If you decide to keep your Biewer’s coat longer, you will need to make sure to practice daily brushing. Their silkier coats exhibit minimal matting, but you need to make sure that their soft coats stay well-groomed. This issue can be avoided somewhat by cutting your pup’s coat short, but even then, you will need to do regular brushing.
Brushing your Biewer and cleaning them, however, doesn’t have to feel like a chore. With their small size, they are easy to handle and so this can be a great bonding experience. Occasional baths can help keep their coats looking beautiful and clean.
Beyond their coat, you will need to maintain good nail health by trimming their nails and keeping them from breaking, splitting, or becoming too long. It is also important to clean their ears regularly to avoid ear infections. As stated before, regular teeth brushing will keep your pup healthy and happy.

Supplied records →
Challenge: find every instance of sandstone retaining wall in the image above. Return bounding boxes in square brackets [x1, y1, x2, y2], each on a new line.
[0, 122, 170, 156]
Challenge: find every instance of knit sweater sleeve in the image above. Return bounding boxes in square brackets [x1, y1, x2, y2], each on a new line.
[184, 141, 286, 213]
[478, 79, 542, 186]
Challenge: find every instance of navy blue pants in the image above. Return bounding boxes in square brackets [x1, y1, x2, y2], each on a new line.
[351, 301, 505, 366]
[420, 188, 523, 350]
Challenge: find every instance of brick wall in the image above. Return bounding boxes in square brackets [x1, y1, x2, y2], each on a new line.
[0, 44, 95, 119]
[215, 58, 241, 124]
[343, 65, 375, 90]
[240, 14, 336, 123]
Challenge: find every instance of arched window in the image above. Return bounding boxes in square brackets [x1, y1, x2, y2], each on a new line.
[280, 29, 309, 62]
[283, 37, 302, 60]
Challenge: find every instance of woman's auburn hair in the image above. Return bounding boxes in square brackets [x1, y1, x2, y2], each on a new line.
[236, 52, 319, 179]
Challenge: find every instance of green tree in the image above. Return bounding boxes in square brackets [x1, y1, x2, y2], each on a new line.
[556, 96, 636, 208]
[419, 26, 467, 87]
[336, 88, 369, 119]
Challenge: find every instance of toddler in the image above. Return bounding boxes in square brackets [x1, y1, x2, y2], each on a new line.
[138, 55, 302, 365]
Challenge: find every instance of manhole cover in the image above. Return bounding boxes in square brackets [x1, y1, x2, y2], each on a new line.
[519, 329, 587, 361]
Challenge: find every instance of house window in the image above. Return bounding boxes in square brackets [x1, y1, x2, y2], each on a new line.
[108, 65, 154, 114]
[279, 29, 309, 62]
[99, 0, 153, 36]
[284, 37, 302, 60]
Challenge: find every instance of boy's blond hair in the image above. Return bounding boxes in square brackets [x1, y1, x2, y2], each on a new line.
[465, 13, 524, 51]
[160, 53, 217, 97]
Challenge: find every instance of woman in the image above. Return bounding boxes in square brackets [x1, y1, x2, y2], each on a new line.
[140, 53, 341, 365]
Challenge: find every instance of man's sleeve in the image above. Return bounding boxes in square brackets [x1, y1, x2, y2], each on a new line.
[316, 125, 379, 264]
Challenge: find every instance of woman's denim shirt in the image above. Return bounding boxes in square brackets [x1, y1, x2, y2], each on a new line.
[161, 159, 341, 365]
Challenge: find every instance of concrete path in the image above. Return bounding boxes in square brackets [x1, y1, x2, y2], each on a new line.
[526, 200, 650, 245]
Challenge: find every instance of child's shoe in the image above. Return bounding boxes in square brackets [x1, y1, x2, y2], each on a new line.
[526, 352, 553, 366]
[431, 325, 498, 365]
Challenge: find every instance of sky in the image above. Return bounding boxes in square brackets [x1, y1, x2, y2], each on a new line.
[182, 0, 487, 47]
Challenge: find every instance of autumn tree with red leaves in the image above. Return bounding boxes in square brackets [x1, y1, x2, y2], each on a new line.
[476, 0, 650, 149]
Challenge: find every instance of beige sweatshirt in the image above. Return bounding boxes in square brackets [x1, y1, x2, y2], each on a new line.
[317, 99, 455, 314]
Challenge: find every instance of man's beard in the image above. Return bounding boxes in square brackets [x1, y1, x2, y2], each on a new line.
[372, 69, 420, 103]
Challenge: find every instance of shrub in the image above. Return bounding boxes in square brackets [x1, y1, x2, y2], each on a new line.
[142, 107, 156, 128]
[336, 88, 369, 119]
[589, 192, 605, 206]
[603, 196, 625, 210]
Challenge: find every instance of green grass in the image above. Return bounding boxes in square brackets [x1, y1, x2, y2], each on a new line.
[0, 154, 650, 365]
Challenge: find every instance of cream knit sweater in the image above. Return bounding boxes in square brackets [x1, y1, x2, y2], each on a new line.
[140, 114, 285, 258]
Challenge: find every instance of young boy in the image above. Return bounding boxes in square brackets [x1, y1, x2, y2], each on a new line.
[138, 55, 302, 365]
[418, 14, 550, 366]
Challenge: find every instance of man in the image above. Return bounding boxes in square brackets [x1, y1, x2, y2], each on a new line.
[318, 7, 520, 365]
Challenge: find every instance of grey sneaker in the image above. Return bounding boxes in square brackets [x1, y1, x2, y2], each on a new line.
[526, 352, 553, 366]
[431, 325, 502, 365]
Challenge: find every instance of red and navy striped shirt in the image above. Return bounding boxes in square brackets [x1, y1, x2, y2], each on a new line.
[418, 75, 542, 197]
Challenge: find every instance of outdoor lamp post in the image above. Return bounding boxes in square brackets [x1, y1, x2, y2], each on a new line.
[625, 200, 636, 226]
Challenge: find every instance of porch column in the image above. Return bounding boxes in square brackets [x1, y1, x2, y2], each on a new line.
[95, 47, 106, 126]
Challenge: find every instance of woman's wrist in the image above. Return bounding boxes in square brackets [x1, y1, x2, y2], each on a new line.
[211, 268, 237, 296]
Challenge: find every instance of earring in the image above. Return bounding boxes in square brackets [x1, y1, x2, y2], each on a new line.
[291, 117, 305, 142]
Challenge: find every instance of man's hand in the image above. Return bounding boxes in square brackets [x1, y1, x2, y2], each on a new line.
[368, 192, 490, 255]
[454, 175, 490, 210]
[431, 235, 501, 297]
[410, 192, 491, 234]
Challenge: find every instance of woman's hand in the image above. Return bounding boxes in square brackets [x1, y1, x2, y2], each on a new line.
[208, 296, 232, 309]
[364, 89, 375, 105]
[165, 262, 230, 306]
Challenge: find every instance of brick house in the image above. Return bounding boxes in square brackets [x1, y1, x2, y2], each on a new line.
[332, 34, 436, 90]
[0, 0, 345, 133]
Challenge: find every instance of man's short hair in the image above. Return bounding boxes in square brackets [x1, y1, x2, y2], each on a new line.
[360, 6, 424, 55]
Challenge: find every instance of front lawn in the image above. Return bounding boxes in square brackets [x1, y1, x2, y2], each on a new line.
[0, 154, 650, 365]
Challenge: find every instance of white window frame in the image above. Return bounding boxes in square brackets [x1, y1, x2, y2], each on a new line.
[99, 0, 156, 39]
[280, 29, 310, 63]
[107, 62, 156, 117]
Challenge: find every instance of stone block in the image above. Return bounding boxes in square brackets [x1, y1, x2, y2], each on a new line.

Activity →
Please answer these questions from the Biewer grooming text:
1. How often should a Biewer with a longer coat be brushed?
2. What can occasional baths do for a Biewer's coat?
3. What does regular ear cleaning help to avoid?
The items are not needed for what comes next.

Solution for this problem →
1. Daily.
2. They help keep the coat looking beautiful and clean.
3. Ear infections.